━━━━━ Data shown ━━━━━

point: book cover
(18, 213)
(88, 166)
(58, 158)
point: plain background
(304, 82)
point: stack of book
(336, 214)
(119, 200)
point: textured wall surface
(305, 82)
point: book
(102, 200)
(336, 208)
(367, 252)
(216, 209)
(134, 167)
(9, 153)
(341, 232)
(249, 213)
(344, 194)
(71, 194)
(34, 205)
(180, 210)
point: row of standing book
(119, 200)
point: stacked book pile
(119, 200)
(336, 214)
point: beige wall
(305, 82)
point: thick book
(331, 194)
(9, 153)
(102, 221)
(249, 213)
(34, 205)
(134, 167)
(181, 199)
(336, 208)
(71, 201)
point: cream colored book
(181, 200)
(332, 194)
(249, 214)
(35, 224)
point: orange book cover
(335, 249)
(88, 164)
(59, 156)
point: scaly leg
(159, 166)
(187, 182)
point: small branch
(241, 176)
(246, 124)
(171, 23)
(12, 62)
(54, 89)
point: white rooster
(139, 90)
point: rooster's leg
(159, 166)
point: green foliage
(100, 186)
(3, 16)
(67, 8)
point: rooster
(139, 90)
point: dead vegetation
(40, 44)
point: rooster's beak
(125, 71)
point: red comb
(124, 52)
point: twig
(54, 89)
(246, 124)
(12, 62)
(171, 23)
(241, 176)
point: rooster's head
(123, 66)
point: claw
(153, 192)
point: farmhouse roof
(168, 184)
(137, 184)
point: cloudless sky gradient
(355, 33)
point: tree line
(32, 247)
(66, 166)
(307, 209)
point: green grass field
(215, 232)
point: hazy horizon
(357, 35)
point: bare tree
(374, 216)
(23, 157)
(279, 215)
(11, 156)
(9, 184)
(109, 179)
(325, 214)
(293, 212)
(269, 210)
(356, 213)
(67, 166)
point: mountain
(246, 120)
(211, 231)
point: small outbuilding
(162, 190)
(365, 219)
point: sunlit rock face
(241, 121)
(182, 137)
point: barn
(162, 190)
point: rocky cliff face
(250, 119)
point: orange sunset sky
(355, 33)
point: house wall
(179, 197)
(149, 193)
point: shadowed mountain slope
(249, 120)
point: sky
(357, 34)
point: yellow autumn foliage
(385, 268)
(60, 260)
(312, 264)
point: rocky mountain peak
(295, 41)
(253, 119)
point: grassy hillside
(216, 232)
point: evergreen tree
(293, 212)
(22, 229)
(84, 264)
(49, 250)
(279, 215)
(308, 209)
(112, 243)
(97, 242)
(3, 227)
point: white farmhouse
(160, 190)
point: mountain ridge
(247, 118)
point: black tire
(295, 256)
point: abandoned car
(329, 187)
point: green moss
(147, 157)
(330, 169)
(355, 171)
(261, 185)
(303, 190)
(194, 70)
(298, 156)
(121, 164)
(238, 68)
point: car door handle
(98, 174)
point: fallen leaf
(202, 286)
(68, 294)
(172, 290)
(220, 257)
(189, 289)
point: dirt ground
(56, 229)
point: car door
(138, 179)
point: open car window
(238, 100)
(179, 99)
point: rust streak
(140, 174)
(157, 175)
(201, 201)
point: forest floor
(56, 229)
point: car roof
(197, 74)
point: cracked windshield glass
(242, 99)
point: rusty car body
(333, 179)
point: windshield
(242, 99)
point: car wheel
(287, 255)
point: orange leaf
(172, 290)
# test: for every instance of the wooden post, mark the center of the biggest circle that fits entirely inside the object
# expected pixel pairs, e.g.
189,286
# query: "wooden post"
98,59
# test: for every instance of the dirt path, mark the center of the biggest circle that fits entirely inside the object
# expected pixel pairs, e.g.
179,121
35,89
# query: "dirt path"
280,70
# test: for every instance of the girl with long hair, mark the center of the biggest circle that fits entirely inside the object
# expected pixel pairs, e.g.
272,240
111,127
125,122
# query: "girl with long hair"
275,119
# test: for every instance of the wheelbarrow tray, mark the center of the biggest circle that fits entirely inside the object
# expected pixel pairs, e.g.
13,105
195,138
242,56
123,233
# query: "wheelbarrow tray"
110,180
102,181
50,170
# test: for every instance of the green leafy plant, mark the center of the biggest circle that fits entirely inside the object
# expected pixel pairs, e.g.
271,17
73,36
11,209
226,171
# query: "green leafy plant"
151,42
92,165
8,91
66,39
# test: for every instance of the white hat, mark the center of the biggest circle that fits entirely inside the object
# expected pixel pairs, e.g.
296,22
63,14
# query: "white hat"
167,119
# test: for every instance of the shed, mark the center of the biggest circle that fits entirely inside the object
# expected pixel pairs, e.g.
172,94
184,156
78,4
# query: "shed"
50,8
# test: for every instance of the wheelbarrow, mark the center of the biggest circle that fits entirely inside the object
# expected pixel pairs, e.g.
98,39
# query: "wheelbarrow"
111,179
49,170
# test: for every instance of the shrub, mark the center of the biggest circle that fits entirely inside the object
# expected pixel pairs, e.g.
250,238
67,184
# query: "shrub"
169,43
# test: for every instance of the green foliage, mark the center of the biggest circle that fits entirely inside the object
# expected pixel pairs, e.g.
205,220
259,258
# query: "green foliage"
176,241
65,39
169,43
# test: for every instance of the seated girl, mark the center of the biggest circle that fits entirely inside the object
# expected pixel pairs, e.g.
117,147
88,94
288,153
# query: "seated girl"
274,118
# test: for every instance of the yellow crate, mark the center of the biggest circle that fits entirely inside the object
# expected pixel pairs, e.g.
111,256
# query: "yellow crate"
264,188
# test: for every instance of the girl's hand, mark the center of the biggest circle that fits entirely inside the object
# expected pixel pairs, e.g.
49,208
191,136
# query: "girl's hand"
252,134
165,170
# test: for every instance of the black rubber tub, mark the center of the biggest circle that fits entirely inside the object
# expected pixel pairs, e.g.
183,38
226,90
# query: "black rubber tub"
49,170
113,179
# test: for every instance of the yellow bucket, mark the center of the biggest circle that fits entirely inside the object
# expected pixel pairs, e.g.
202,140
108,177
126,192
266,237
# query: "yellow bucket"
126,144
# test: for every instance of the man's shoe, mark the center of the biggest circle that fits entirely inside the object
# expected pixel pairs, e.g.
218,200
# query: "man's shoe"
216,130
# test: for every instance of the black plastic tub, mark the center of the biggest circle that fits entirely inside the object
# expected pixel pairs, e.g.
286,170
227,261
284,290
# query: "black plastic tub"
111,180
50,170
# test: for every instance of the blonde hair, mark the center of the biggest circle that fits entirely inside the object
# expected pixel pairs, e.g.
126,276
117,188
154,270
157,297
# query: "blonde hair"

━━━━━

Extract the complete set of records unchanged.

point: book cover
(18, 213)
(88, 166)
(58, 158)
point: plain background
(304, 82)
point: stack of book
(336, 214)
(119, 200)
point: textured wall surface
(305, 82)
point: book
(102, 200)
(336, 208)
(367, 252)
(216, 209)
(134, 167)
(9, 153)
(341, 232)
(249, 213)
(344, 194)
(71, 194)
(34, 205)
(180, 210)
point: row of standing book
(119, 200)
point: stacked book pile
(119, 200)
(336, 214)
point: beige wall
(305, 82)
point: thick book
(331, 194)
(9, 153)
(102, 221)
(249, 213)
(34, 205)
(134, 167)
(181, 199)
(336, 208)
(71, 201)
point: cream colored book
(181, 200)
(332, 194)
(249, 214)
(35, 224)
point: orange book cover
(335, 249)
(88, 164)
(59, 156)
point: scaly leg
(159, 166)
(187, 182)
point: small branch
(241, 176)
(246, 124)
(171, 23)
(12, 62)
(54, 89)
point: white rooster
(139, 90)
point: rooster's leg
(159, 166)
point: green foliage
(100, 186)
(3, 16)
(67, 8)
point: rooster
(139, 90)
point: dead vegetation
(40, 44)
point: rooster's beak
(125, 71)
point: red comb
(124, 52)
point: twig
(54, 89)
(246, 124)
(12, 62)
(171, 23)
(241, 176)
point: rooster's head
(123, 66)
point: claw
(153, 192)
point: farmhouse roof
(168, 184)
(137, 184)
point: cloudless sky gradient
(355, 33)
point: tree line
(32, 247)
(66, 166)
(307, 209)
point: green grass field
(215, 232)
point: hazy horizon
(357, 35)
point: bare tree
(374, 216)
(23, 157)
(279, 215)
(11, 156)
(9, 184)
(109, 179)
(325, 214)
(293, 212)
(269, 210)
(356, 213)
(67, 166)
point: mountain
(246, 120)
(211, 231)
point: small outbuilding
(162, 190)
(365, 219)
point: sunlit rock face
(241, 121)
(182, 137)
point: barn
(162, 190)
point: rocky cliff face
(250, 119)
point: orange sunset sky
(355, 33)
point: house wall
(179, 197)
(149, 193)
point: shadowed mountain slope
(249, 120)
point: sky
(357, 34)
point: yellow autumn foliage
(385, 268)
(60, 260)
(312, 264)
point: rocky mountain peak
(295, 41)
(253, 119)
point: grassy hillside
(216, 232)
point: evergreen tree
(293, 212)
(22, 229)
(84, 264)
(49, 250)
(279, 215)
(308, 209)
(112, 243)
(97, 242)
(3, 227)
point: white farmhouse
(160, 190)
point: mountain ridge
(247, 118)
point: black tire
(295, 256)
point: abandoned car
(329, 187)
point: green moss
(147, 157)
(330, 169)
(355, 171)
(261, 185)
(303, 190)
(194, 70)
(298, 156)
(121, 164)
(238, 68)
point: car door handle
(98, 174)
point: fallen leaf
(202, 286)
(68, 294)
(172, 290)
(220, 257)
(189, 289)
point: dirt ground
(56, 229)
point: car door
(138, 179)
point: open car window
(238, 100)
(179, 99)
point: rust streak
(140, 174)
(157, 175)
(201, 201)
point: forest floor
(56, 229)
point: car roof
(197, 74)
point: cracked windshield glass
(242, 99)
point: rusty car body
(333, 179)
point: windshield
(242, 99)
point: car wheel
(287, 255)
point: orange leaf
(172, 290)
# test: for every instance of the wooden post, mark the center of the biggest circle that fits entirely inside the object
# expected pixel pairs, e.g.
189,286
# query: "wooden post"
98,59
# test: for every instance of the dirt path, mark the center of the biggest circle that fits entirely inside the object
# expected pixel pairs, e.g.
179,121
35,89
# query: "dirt path"
280,70
# test: for every instance of the girl with long hair, mark the center of the biggest circle that fits entirely inside the object
# expected pixel pairs, e.g.
272,240
111,127
125,122
# query: "girl with long hair"
275,119
# test: for every instance of the wheelbarrow tray, mark the center of the biggest circle that fits entirely inside the object
# expected pixel pairs, e.g.
13,105
195,138
242,56
123,233
# query: "wheelbarrow tray"
110,180
102,181
50,170
# test: for every instance of the green leafy plant, mark the center of the biggest circle that fits entirely inside the object
# expected pixel pairs, e.g.
271,17
73,36
11,209
226,171
# query: "green leafy plant"
151,42
92,165
8,91
66,39
# test: for every instance of the white hat, mark the center of the biggest circle that fits entirely inside the object
# expected pixel pairs, e.g.
296,22
63,14
# query: "white hat"
167,119
# test: for every instance of the shed, mark the center of the biggest circle that fits entirely inside the object
# expected pixel pairs, e.g.
172,94
184,156
78,4
# query: "shed"
50,8
# test: for every instance of the wheelbarrow, mark the center of the biggest circle that fits entirely inside the object
# expected pixel pairs, e.g.
98,39
# query: "wheelbarrow"
111,179
49,170
# test: for every instance of the shrub, mark the center of the biggest circle that fits entirely inside the object
# expected pixel pairs, e.g.
250,238
67,184
# query: "shrub"
169,43
# test: for every instance of the green foliage, mark the center of the biggest circle that fits entirely inside the object
# expected pixel pairs, e.g.
205,220
259,258
# query: "green foliage"
176,241
65,39
169,43
# test: for every instance of the seated girl, mark the center of the biggest circle that fits entirely inside the object
# expected pixel pairs, e.g.
117,147
88,94
288,153
# query: "seated girl"
274,118
# test: for every instance of the yellow crate, mark the center of the biggest circle that fits entirely inside the object
# expected pixel pairs, e.g.
111,256
# query: "yellow crate"
264,188
# test: for every instance of the girl's hand, mark the center of the biggest circle that fits entirely inside the object
# expected pixel pairs, e.g.
49,208
191,136
# query: "girl's hand"
252,134
165,170
# test: for every instance of the black rubber tub, mark the center of the biggest circle that fits entirely inside the object
# expected pixel pairs, e.g.
183,38
226,90
# query: "black rubber tub"
49,170
113,179
# test: for every instance of the yellow bucket, mark the center of the biggest circle that fits entirely inside the object
# expected pixel pairs, e.g.
202,140
108,177
126,192
266,237
# query: "yellow bucket"
126,144
# test: for every instance of the man's shoe, mark the center of the biggest circle that fits entirely inside the object
# expected pixel pairs, e.g.
218,200
# query: "man's shoe"
216,130
# test: for every instance of the black plastic tub, mark the center of the biggest circle that fits entirely inside the object
# expected pixel pairs, e.g.
286,170
227,261
284,290
# query: "black plastic tub"
111,180
50,170
# test: for every instance of the blonde hair, mark the center of the biggest circle that fits entirely inside the object
# expected pixel pairs, e.g.
126,276
117,188
154,270
157,297
# query: "blonde hair"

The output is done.